# Data lines
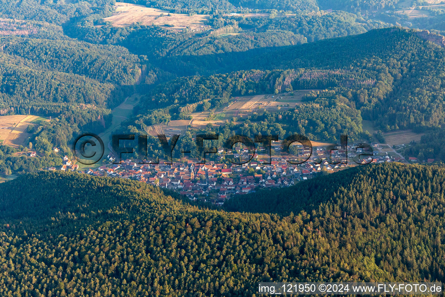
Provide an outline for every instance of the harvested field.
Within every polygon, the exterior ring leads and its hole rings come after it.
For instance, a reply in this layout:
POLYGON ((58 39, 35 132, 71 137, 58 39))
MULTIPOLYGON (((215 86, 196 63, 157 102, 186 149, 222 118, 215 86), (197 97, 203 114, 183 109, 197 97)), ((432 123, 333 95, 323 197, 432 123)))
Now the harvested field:
POLYGON ((26 140, 31 134, 26 132, 28 125, 39 117, 35 115, 6 115, 0 116, 0 139, 3 144, 15 147, 28 145, 26 140))
POLYGON ((386 132, 383 136, 386 140, 386 143, 392 146, 399 144, 407 144, 414 140, 418 142, 421 137, 425 133, 416 133, 412 130, 403 130, 393 132, 386 132))
POLYGON ((187 27, 192 30, 200 31, 210 28, 209 26, 204 24, 204 21, 210 17, 208 15, 195 14, 189 16, 186 14, 172 13, 143 5, 123 2, 116 2, 116 13, 103 19, 105 21, 111 22, 116 27, 130 26, 140 22, 144 25, 154 24, 174 29, 182 29, 187 27), (169 13, 170 16, 167 16, 169 13), (166 24, 168 26, 165 26, 166 24))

# Your instructions
Reproduce the entire listing above word for word, omitting the picture.

# Output of the task
Provide an outline for every instance of the harvested field.
Within every polygon, the exterior ring leads and its hole rings come after it.
For instance, a reply in this layout:
POLYGON ((58 39, 35 132, 71 137, 58 39))
MULTIPOLYGON (((215 86, 196 63, 157 102, 186 149, 222 118, 215 86), (197 97, 203 114, 183 109, 197 97)), ((432 123, 333 95, 323 197, 432 123)))
Now the harvested field:
POLYGON ((26 140, 31 134, 26 132, 28 125, 39 117, 35 115, 6 115, 0 116, 0 139, 3 144, 15 147, 28 145, 26 140))
POLYGON ((386 132, 383 136, 386 140, 386 143, 392 146, 399 144, 407 144, 414 140, 418 142, 421 137, 425 133, 416 133, 412 130, 403 130, 393 132, 386 132))
POLYGON ((187 27, 192 30, 200 31, 210 28, 209 26, 204 24, 204 21, 210 17, 208 15, 195 14, 189 16, 186 14, 172 13, 143 5, 123 2, 116 2, 116 13, 103 19, 105 21, 111 22, 116 27, 130 26, 140 22, 144 25, 154 24, 174 29, 182 29, 187 27), (169 13, 170 16, 167 16, 169 13), (166 24, 168 26, 165 26, 166 24))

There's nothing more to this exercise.